--- Seitenauszug ---
********************
Symbol wechselvoller Geschichte

geschrieben von Gerald Netzl

13. September 2016

Das Siegesdenkmal Bozen sollte das erste faschistische Mahnmal sein

1917 wurde damit begonnen, für die Gefallenen des in Bozen stationierten II. Regiments der Tiroler Kaiserjäger ein Denkmal zu errichten, das nach Kriegsende nicht vollendet wurde. Benito Mussolini ließ ab 1926 ein neues Denkmal errichten, ein Zeichen der »Italianität«. Nach 1945 war dieses jahrzehntelang umstritten, seit 2014 beherbergt es eine höchst interessante Ausstellung, die den Zeitabschnitt 1918 – 1945 in regionaler und überregionaler Hinsicht in den Blick nimmt und insbesondere den italienischen Faschismus und die Zeit der nationalsozialistischen Besetzung thematisiert.
Erklärtes Ziel des römischen Architekten Marcello Piacentini war es, nichts weniger als das »erste echt faschistische Denkmal« zu errichten. Zu diesem Zweck führte er eine völlig neue Säulenordnung ein – die Liktorensäule als Symbol der faschistischen Staatsmacht. Die Pfeiler des Denkmals wurden als monumentale Rutenbündel mit hervorstehenden Beilklingen gestaltet. Bald wurde das am 12. Juli 1928 eingeweihte Siegesdenkmal (dem zwölften Jahrestag der Hinrichtung Cesare Battistis) zur effektvollen Bühne für zahlreiche öffentliche Veranstaltungen, politische Kundgebungen und propagandistische Feiern. Das Monument wurde von den italienischen Kriegsveteranen, den faschistischen Parteikadern und der Jugendorganisation (»Balilla«) sofort ins Herz geschlossen.
********************
--- Aufgabe A ---
Kopiere bitte aus dem Seitenauszug wortgetreu die Stelle, die mit „Das Siegesdenkmal Bozen“ anfängt und mit „nationalsozialistischen Besetzung thematisiert.“ aufhört.
--- Aufgabe B ---
Entscheide für jede Aussage mit Ja oder Nein, ob sie dem Seitenauszug entspricht, und belege das mit den ausschlaggebenden Worten als wörtlichem Zitat. (i) Das Siegesdenkmal wurde am 12. Juli 1928 eingeweiht. (ii) Die Ausstellung im Denkmal gibt es seit 2010. (iii) Die Pfeiler des Denkmals haben die Form von Rutenbündeln mit Beilklingen.

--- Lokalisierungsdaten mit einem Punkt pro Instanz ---
********************
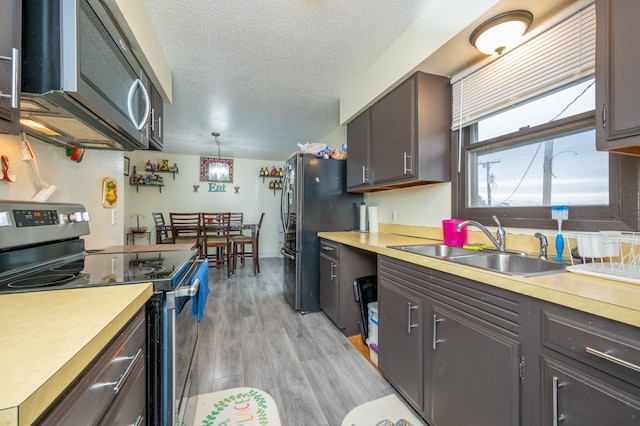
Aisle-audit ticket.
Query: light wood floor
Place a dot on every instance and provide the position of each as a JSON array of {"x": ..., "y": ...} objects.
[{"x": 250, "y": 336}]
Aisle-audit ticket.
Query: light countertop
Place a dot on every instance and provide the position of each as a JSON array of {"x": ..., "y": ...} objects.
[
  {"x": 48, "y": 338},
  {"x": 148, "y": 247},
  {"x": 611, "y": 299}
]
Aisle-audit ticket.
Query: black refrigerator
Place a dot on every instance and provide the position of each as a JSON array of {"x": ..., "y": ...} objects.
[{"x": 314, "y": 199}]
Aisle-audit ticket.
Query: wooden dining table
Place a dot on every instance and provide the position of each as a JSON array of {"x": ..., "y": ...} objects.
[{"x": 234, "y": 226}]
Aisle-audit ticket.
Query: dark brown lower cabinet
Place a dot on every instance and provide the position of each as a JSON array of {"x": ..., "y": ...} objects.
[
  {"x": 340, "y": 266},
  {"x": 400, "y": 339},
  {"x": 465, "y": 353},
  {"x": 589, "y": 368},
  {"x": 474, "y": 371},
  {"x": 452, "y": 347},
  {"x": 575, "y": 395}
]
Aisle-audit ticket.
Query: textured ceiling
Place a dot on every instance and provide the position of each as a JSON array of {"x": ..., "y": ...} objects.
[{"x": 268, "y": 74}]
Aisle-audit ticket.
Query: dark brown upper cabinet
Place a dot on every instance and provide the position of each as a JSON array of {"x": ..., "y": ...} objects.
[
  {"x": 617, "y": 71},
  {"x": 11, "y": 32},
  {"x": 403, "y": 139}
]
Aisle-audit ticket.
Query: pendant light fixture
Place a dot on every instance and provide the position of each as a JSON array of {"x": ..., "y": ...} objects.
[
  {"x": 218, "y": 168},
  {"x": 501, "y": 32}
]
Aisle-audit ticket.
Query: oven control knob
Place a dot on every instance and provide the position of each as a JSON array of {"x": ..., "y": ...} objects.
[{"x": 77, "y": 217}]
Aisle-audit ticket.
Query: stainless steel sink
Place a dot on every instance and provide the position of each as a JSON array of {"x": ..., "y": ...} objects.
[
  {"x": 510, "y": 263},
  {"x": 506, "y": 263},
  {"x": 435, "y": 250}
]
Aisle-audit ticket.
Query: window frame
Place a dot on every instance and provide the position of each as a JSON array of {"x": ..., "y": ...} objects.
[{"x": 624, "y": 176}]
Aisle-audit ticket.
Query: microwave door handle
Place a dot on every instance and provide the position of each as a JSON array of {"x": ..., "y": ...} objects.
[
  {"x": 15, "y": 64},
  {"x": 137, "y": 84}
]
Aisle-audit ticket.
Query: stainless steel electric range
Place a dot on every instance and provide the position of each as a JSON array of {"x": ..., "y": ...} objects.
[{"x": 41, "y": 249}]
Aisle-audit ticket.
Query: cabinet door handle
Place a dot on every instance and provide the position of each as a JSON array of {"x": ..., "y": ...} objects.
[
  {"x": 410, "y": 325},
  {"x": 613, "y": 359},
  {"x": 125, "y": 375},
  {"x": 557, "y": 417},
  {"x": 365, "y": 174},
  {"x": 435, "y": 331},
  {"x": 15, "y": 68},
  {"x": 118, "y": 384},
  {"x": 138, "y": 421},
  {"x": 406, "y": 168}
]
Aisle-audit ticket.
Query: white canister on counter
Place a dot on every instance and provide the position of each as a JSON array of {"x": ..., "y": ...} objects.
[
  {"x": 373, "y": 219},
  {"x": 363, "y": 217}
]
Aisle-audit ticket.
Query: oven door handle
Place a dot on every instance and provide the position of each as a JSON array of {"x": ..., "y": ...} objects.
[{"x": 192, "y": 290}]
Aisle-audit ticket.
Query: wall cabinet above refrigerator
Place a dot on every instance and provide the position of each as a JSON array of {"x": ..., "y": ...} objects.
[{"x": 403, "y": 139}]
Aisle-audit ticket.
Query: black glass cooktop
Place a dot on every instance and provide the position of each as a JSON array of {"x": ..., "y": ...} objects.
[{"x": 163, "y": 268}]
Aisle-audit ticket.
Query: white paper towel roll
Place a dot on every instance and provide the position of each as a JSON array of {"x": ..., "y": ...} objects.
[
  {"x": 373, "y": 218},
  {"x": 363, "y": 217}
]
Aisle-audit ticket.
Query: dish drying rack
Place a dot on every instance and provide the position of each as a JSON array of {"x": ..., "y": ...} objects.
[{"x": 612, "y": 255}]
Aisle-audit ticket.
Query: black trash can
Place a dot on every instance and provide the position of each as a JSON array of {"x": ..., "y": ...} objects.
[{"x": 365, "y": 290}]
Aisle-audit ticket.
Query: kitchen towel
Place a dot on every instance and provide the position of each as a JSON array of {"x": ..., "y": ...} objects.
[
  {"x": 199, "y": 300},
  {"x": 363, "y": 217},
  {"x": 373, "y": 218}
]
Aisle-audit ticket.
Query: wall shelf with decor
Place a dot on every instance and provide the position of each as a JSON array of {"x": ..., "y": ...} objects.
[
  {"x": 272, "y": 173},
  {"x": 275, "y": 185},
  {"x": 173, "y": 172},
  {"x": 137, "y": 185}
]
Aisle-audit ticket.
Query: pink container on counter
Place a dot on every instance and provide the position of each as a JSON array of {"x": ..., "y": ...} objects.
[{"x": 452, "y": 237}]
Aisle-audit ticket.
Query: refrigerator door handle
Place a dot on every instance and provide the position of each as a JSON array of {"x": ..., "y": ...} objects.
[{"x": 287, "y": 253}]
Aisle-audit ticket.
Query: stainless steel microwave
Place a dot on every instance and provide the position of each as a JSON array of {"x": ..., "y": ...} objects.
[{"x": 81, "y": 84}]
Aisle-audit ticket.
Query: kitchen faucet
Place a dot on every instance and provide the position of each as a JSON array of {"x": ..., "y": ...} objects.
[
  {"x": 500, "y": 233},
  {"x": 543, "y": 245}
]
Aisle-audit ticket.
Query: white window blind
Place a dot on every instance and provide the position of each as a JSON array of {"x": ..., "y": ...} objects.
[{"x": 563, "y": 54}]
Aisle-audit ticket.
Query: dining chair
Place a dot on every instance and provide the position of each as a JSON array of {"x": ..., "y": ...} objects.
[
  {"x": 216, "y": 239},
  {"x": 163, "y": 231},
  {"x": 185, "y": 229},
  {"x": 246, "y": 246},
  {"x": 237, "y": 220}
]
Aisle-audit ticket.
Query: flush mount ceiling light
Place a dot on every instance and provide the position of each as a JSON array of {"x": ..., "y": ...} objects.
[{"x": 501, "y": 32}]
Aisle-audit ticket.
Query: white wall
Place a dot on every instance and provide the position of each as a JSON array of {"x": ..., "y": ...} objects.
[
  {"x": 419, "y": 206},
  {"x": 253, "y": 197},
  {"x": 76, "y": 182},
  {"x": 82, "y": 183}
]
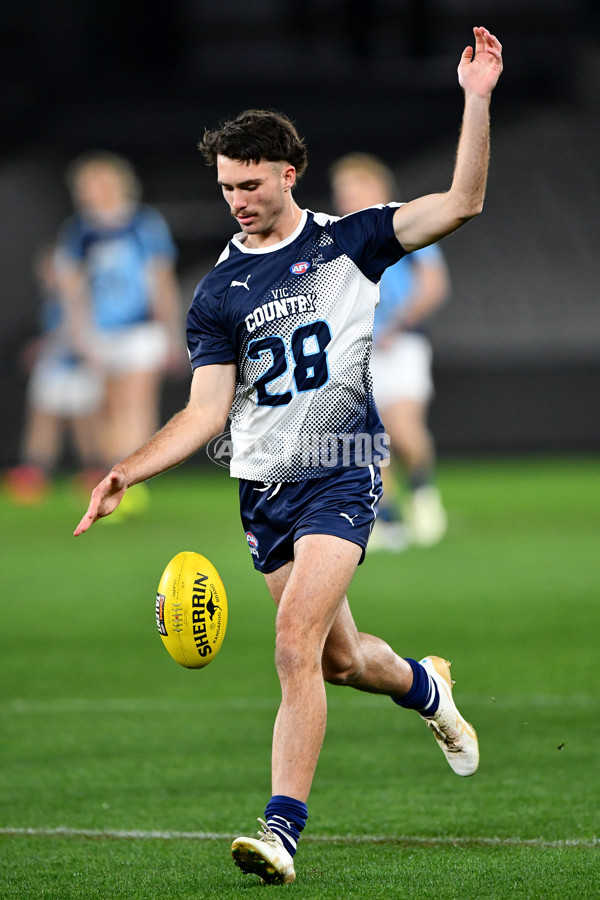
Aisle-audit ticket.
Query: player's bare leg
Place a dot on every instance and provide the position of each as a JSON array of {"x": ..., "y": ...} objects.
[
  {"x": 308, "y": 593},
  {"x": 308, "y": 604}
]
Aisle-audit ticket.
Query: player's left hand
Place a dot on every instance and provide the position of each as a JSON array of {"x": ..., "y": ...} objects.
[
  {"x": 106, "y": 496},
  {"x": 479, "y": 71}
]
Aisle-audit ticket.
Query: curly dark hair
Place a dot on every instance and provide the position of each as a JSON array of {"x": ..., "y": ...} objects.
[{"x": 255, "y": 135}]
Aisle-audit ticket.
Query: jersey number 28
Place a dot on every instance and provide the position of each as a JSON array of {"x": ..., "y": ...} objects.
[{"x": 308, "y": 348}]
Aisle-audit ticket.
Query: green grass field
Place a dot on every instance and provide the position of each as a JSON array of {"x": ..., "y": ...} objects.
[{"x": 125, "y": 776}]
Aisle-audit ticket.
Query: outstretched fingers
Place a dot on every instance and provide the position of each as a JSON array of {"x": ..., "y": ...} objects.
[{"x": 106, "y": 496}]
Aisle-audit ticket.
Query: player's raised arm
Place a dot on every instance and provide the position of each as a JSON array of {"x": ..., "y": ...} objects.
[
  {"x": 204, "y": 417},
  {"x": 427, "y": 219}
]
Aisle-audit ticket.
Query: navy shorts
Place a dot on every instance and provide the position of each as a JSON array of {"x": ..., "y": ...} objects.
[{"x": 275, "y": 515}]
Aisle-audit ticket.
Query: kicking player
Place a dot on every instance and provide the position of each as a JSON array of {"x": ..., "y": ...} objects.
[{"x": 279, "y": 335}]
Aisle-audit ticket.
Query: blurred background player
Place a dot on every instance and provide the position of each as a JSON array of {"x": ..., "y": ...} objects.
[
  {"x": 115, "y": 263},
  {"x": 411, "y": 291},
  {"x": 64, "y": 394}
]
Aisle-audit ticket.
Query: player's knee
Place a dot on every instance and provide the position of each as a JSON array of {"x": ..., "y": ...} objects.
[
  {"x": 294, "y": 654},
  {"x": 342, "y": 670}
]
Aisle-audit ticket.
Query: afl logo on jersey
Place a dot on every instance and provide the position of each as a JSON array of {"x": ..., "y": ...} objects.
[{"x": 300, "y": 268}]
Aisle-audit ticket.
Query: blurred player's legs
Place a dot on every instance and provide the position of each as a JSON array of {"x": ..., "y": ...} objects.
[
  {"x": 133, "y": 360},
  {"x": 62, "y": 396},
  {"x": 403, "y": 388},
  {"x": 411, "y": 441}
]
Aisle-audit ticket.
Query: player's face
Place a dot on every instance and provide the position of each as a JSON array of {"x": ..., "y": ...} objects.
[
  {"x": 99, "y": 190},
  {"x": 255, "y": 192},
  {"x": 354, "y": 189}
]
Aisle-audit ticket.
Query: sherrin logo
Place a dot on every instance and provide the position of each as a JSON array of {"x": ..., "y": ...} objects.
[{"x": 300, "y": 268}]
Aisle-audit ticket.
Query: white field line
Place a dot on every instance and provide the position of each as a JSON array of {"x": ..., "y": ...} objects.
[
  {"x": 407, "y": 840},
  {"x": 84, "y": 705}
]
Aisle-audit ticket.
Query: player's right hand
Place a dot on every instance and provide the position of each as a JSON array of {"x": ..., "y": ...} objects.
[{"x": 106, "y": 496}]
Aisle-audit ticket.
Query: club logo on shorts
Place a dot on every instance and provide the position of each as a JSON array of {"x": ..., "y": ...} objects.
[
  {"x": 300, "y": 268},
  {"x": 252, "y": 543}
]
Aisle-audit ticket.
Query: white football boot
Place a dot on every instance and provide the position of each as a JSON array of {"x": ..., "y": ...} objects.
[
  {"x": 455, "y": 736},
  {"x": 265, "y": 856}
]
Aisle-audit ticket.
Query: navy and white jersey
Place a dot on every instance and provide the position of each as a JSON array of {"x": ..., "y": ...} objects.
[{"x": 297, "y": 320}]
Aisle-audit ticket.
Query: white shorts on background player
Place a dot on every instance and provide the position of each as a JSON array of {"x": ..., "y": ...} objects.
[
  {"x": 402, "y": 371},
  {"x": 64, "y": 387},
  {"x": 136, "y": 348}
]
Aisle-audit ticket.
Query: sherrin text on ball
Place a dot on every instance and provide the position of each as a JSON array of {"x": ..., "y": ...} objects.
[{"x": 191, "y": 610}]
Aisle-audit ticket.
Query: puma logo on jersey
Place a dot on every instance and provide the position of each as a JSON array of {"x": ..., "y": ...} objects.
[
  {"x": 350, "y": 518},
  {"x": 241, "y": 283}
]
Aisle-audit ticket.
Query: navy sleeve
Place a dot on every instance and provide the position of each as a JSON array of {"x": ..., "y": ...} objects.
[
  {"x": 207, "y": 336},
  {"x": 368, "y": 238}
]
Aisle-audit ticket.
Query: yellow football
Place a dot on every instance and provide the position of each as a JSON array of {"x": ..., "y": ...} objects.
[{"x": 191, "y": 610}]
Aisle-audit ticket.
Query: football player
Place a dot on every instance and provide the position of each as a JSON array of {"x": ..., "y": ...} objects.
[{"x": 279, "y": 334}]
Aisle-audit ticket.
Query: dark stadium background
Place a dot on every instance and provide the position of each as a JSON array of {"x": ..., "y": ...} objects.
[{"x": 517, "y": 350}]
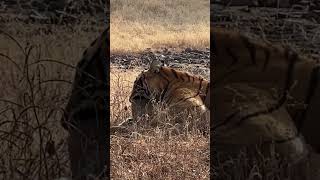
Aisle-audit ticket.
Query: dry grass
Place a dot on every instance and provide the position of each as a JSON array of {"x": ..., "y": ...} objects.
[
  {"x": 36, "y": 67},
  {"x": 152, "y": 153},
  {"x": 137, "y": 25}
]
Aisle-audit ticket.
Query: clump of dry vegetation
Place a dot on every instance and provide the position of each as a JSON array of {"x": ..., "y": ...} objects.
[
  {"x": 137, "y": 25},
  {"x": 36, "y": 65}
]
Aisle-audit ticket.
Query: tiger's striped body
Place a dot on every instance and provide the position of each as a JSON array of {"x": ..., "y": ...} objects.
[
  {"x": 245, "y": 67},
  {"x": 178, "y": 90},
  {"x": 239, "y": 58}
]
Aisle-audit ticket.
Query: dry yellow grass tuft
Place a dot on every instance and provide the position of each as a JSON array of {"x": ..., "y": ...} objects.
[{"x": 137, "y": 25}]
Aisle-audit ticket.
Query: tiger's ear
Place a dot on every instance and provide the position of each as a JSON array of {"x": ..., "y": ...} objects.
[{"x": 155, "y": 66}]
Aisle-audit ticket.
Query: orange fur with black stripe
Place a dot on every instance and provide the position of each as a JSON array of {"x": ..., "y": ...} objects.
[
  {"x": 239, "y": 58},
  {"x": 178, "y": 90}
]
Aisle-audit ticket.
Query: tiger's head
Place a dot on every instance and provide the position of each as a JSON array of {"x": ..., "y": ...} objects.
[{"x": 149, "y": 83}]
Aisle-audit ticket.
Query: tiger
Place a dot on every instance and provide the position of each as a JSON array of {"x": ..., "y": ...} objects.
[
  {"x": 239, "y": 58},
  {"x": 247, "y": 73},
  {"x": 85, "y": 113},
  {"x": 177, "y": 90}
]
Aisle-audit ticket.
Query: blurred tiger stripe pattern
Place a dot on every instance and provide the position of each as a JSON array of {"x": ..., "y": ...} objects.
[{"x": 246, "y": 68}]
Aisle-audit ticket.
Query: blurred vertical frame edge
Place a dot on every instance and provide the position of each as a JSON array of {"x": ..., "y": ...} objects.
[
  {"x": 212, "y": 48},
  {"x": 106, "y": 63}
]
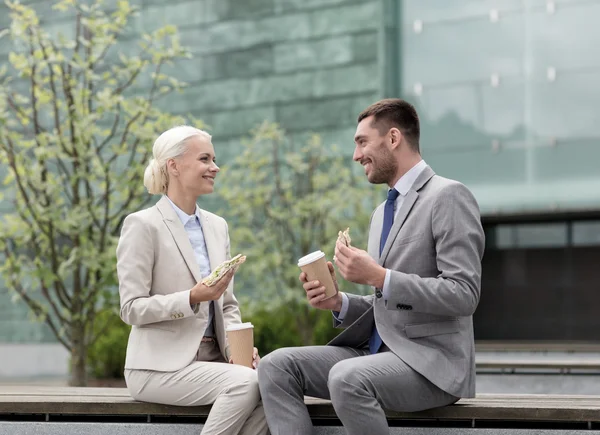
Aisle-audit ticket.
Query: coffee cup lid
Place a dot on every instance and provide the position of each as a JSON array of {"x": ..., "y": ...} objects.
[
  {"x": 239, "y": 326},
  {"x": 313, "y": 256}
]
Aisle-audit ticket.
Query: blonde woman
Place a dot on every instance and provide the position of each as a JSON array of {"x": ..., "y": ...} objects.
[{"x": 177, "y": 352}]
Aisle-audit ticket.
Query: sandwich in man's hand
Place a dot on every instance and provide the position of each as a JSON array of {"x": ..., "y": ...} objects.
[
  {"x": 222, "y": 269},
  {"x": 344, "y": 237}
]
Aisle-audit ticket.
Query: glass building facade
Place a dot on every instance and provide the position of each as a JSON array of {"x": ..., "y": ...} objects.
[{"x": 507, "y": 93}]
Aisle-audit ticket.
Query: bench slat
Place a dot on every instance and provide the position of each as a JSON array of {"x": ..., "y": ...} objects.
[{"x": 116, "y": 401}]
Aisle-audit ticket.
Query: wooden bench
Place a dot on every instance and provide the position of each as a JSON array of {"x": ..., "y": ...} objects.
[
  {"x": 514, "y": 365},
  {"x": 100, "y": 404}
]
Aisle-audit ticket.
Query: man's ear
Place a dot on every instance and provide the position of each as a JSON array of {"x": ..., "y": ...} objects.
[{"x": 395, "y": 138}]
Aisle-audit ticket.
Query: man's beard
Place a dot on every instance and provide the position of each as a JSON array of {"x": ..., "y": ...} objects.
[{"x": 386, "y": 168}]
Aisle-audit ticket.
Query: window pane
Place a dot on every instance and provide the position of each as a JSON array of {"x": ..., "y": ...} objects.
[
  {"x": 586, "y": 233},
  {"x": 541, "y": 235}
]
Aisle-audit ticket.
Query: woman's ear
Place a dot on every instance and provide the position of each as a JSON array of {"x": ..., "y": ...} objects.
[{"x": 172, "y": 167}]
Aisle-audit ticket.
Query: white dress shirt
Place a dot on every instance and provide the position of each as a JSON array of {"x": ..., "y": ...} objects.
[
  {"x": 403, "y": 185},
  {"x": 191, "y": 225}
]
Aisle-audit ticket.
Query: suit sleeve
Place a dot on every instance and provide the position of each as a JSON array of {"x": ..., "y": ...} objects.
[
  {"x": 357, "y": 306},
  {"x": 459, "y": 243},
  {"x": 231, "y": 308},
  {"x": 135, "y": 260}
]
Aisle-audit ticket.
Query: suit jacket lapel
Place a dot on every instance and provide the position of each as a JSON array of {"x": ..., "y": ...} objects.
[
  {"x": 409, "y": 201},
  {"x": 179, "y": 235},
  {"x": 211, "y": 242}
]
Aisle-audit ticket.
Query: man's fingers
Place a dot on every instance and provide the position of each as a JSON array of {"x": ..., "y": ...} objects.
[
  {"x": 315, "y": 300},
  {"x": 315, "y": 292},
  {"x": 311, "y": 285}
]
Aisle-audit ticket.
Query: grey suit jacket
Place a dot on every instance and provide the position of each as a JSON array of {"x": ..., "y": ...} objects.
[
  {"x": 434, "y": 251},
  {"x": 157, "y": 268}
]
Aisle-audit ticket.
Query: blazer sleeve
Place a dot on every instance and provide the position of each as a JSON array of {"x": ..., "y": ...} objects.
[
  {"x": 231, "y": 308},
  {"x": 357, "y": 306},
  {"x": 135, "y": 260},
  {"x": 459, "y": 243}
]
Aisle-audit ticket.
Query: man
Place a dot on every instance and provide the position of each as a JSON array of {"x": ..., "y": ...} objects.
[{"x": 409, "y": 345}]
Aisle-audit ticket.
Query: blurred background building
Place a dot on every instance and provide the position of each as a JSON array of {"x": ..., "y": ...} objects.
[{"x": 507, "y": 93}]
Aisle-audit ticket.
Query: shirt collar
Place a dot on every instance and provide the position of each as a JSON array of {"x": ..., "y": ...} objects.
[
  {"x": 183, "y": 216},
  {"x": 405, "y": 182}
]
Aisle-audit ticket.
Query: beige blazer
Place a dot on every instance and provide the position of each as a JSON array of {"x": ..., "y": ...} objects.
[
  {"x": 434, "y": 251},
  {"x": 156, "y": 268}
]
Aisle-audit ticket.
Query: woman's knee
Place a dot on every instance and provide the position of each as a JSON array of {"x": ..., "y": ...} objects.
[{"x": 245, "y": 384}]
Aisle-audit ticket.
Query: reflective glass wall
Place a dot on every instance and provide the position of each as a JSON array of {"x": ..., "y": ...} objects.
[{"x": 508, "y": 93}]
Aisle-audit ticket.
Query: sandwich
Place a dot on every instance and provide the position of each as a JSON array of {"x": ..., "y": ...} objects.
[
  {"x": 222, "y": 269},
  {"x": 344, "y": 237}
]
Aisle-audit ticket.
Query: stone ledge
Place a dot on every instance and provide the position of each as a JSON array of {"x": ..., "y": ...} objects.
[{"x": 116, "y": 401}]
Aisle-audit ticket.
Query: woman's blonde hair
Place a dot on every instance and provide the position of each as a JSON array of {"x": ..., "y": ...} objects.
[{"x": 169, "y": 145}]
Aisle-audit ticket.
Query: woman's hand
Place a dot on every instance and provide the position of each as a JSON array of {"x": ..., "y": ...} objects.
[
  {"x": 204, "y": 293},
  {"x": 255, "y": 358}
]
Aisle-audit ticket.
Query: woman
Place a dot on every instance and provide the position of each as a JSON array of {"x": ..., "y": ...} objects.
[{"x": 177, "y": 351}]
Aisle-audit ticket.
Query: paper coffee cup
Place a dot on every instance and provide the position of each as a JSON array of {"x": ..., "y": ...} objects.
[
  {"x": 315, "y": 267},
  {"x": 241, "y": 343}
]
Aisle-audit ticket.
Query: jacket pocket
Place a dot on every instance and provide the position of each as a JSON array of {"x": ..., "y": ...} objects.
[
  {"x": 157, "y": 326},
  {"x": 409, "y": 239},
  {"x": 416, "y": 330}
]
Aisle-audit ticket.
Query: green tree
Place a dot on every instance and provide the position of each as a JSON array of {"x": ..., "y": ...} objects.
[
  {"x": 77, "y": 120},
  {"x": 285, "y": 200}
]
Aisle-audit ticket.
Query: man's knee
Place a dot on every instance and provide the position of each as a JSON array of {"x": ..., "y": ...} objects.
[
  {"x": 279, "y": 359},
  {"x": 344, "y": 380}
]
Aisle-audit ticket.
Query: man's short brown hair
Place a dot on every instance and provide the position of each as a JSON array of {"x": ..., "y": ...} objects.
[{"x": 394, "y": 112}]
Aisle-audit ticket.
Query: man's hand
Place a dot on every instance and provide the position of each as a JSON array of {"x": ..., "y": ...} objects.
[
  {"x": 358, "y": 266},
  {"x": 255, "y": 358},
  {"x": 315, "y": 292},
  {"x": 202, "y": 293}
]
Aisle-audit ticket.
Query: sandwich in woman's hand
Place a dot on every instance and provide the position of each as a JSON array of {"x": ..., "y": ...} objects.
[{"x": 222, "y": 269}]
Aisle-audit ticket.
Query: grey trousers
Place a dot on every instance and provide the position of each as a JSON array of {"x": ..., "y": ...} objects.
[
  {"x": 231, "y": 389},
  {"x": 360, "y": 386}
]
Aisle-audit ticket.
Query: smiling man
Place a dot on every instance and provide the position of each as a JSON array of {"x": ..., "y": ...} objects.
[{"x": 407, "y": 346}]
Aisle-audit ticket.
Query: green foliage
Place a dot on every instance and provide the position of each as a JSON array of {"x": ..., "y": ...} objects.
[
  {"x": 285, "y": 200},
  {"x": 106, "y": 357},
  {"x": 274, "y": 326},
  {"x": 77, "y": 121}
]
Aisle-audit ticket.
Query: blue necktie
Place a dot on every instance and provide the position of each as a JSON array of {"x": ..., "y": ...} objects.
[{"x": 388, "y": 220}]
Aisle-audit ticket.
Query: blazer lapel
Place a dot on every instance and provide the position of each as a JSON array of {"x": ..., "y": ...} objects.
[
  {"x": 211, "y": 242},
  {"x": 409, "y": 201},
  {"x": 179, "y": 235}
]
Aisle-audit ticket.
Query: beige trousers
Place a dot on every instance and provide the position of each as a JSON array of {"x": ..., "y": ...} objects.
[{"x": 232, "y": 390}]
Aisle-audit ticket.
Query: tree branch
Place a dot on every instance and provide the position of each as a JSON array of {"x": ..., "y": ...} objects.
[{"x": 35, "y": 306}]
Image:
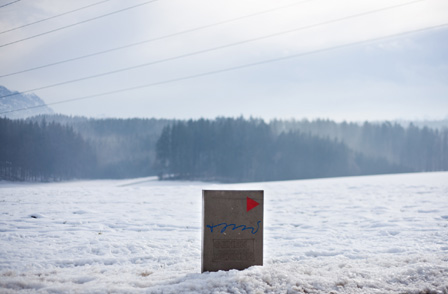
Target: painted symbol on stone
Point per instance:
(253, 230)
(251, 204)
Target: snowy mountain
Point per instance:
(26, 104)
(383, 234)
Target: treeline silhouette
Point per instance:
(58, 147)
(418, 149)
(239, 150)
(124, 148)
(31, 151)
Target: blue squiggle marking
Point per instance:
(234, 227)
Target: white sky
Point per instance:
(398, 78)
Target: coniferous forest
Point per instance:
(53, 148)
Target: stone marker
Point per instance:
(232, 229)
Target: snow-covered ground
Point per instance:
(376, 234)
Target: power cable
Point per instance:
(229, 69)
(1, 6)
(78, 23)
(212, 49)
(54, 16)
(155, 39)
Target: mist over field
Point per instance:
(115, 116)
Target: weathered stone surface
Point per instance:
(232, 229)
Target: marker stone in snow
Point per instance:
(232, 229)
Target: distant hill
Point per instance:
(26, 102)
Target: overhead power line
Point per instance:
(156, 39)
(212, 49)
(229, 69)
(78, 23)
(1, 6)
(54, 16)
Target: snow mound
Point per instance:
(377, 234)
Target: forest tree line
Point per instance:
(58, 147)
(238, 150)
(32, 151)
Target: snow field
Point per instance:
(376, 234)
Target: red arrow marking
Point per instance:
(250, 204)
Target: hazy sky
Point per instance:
********************
--- Schriftliche Antwort A ---
Das Siegesdenkmal Bozen sollte das erste faschistische Mahnmal sein

1917 wurde damit begonnen, für die Gefallenen des in Bozen stationierten II. Regiments der Tiroler Kaiserjäger ein Denkmal zu errichten, das nach Kriegsende nicht vollendet wurde. Benito Mussolini ließ ab 1926 ein neues Denkmal errichten, ein Zeichen der »Italianität«. Nach 1945 war dieses jahrzehntelang umstritten, seit 2014 beherbergt es eine höchst interessante Ausstellung, die den Zeitabschnitt 1918 – 1945 in regionaler und überregionaler Hinsicht in den Blick nimmt und insbesondere den italienischen Faschismus und die Zeit der nationalsozialistischen Besetzung thematisiert.

--- Schriftliche Antwort B ---
(i) Ja: „am 12. Juli 1928 eingeweihte Siegesdenkmal“
(ii) Nein: „seit 2014 beherbergt es eine höchst interessante Ausstellung“
(iii) Ja: „Die Pfeiler des Denkmals wurden als monumentale Rutenbündel mit hervorstehenden Beilklingen gestaltet.“